- **To be done**
Extract all of the entries and give them again, word for word.

- **Exercise input**

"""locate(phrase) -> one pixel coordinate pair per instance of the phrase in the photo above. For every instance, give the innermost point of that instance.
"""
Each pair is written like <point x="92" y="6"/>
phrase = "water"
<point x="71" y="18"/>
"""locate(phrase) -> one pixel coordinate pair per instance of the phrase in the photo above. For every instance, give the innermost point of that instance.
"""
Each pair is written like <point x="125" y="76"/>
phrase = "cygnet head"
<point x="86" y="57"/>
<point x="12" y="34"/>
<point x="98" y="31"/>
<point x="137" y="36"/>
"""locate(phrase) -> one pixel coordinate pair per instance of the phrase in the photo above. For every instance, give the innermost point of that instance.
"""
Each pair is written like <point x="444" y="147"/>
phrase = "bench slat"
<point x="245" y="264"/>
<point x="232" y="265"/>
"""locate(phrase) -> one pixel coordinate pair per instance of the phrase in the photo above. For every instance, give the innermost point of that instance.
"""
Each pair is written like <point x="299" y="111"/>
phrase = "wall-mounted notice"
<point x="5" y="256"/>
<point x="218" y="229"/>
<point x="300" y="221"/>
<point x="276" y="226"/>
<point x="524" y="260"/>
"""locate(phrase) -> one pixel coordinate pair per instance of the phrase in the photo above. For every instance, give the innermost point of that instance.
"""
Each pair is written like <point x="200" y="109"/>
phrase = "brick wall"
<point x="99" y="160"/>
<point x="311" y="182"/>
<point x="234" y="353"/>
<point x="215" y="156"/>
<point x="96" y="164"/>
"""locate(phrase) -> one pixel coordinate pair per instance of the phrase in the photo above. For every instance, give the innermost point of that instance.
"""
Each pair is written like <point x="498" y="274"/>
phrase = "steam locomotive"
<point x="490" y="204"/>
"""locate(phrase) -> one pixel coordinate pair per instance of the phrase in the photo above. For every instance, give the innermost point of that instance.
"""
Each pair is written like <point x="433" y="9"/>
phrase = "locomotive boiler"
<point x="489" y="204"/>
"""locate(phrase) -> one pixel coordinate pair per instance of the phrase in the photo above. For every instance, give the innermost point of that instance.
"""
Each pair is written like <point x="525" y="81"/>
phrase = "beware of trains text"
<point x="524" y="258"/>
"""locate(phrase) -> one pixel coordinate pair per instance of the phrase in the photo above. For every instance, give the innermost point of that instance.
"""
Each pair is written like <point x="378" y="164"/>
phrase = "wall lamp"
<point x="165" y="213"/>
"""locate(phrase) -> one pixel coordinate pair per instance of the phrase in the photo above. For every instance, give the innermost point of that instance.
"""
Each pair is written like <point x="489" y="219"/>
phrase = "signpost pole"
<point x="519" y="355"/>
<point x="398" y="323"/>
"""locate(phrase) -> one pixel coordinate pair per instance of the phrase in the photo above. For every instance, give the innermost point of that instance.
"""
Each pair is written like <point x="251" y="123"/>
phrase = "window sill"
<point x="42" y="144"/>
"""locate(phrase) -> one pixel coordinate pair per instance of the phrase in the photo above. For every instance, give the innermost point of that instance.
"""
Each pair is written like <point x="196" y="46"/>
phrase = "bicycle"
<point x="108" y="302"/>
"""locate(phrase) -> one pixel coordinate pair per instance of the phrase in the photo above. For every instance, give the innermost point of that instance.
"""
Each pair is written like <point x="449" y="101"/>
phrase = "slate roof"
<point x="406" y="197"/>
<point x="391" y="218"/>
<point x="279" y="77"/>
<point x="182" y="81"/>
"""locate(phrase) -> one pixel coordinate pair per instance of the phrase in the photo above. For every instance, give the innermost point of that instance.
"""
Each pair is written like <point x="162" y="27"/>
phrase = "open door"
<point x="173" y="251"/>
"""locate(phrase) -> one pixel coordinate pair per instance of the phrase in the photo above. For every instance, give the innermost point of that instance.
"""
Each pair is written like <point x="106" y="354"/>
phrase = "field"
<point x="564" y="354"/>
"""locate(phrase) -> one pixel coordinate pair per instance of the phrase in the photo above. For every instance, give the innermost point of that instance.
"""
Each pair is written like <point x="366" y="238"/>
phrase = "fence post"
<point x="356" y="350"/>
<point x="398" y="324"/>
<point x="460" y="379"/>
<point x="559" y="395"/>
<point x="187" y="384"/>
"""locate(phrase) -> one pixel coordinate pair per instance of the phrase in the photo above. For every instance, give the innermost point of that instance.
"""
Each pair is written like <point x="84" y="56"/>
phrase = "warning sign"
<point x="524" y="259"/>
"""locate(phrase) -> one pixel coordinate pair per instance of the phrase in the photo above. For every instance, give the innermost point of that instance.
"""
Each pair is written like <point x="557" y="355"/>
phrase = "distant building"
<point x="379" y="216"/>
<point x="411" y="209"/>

- **Full answer**
"""locate(phrase) -> one pixel coordinate pair per instance of the phrase in the photo above. For every instance, give the innermost point of that instance.
"""
Each pair is written like <point x="92" y="6"/>
phrase = "water"
<point x="71" y="18"/>
"""locate(phrase) -> one pixel coordinate pair per instance of the phrase in the photo above. For every instance, give the innermost point of that instance.
"""
Each pair is written like <point x="125" y="76"/>
phrase = "cygnet head"
<point x="86" y="57"/>
<point x="12" y="34"/>
<point x="98" y="31"/>
<point x="137" y="36"/>
"""locate(phrase) -> one pixel coordinate pair per instance of the phrase in the photo above. For every instance, give the innermost point of that instance.
"""
Each pair is written like <point x="444" y="147"/>
phrase = "bench slat"
<point x="245" y="264"/>
<point x="232" y="265"/>
"""locate(phrase) -> one pixel coordinate pair per instance of the phrase in the photo above. For every instance, give the innermost point of that instance.
"""
Each pair is written like <point x="299" y="111"/>
phrase = "wall-mounted notice"
<point x="5" y="256"/>
<point x="218" y="229"/>
<point x="300" y="221"/>
<point x="276" y="226"/>
<point x="524" y="260"/>
"""locate(phrase) -> one pixel coordinate pair per instance of the phrase in the photo above. For every instance, give the innermost point of that instance.
"""
Each pair is written like <point x="200" y="109"/>
phrase = "brick wall"
<point x="99" y="160"/>
<point x="311" y="182"/>
<point x="234" y="353"/>
<point x="215" y="156"/>
<point x="96" y="164"/>
"""locate(phrase) -> one pixel coordinate pair per instance of the phrase in the photo above. For every instance, give the innermost point of that instance.
"""
Each pair is written like <point x="498" y="274"/>
phrase = "steam locomotive"
<point x="490" y="204"/>
"""locate(phrase) -> one pixel coordinate pair per instance of the phrase in the photo above. For every instance, give the innermost point of that instance.
"""
Each pair is written like <point x="433" y="9"/>
phrase = "locomotive boiler"
<point x="489" y="204"/>
"""locate(phrase) -> one pixel coordinate pair per instance of the phrase in the photo above. For every instance, give the innermost point of that instance.
"""
Each pair is written like <point x="525" y="81"/>
phrase = "beware of trains text"
<point x="524" y="258"/>
"""locate(phrase) -> one pixel coordinate pair per instance of the phrase in the photo above. For every instance, give the innermost point of that instance.
"""
Each pair is written like <point x="378" y="164"/>
phrase = "wall lamp"
<point x="165" y="213"/>
"""locate(phrase) -> one pixel coordinate pair per instance of the phrase in the photo above. For every instance, give the innermost point of that instance.
"""
Each pair is written like <point x="489" y="219"/>
phrase = "signpost pole"
<point x="519" y="355"/>
<point x="398" y="323"/>
"""locate(phrase) -> one pixel coordinate pair per instance of the phrase in the photo above. For every instance, give the innermost point of that instance.
"""
Each pair is written like <point x="251" y="123"/>
phrase = "window sill"
<point x="42" y="144"/>
"""locate(phrase) -> one pixel coordinate pair per instance of the phrase in the photo above. For every instance, give the innermost point of that instance.
"""
Each pair is written like <point x="196" y="46"/>
phrase = "bicycle"
<point x="108" y="302"/>
"""locate(phrase) -> one pixel coordinate pair per instance of the phrase in the photo above. For every instance, give the innermost point of that instance.
"""
Each pair is written like <point x="449" y="101"/>
phrase = "slate roof"
<point x="406" y="197"/>
<point x="391" y="218"/>
<point x="279" y="77"/>
<point x="182" y="81"/>
"""locate(phrase) -> one pixel coordinate pair per instance of the phrase in the photo above. For every instance, give the innermost point of that instance.
"""
Each pair is written like <point x="162" y="27"/>
phrase = "open door"
<point x="173" y="251"/>
"""locate(phrase) -> one pixel coordinate pair per instance of the phrase in the photo above. For every instance, give the innermost point of that instance.
"""
Each pair is written like <point x="106" y="354"/>
phrase = "field"
<point x="564" y="354"/>
"""locate(phrase) -> one pixel coordinate pair per instance of the phrase in the photo above. For every instance, give the innermost point of that instance.
"""
Each pair is written like <point x="366" y="238"/>
phrase = "fence post"
<point x="356" y="350"/>
<point x="398" y="324"/>
<point x="460" y="379"/>
<point x="559" y="395"/>
<point x="187" y="384"/>
"""locate(phrase) -> one pixel coordinate pair per instance of the phrase in the photo above. For every instance, give the innermost point of that instance.
"""
Each pair is written like <point x="84" y="56"/>
phrase = "warning sign"
<point x="524" y="259"/>
"""locate(phrase) -> one pixel coordinate pair per instance of the phrase in the photo above. For every instance, give the innermost point of that instance.
"""
Each pair is written like <point x="557" y="355"/>
phrase = "distant building"
<point x="379" y="216"/>
<point x="411" y="209"/>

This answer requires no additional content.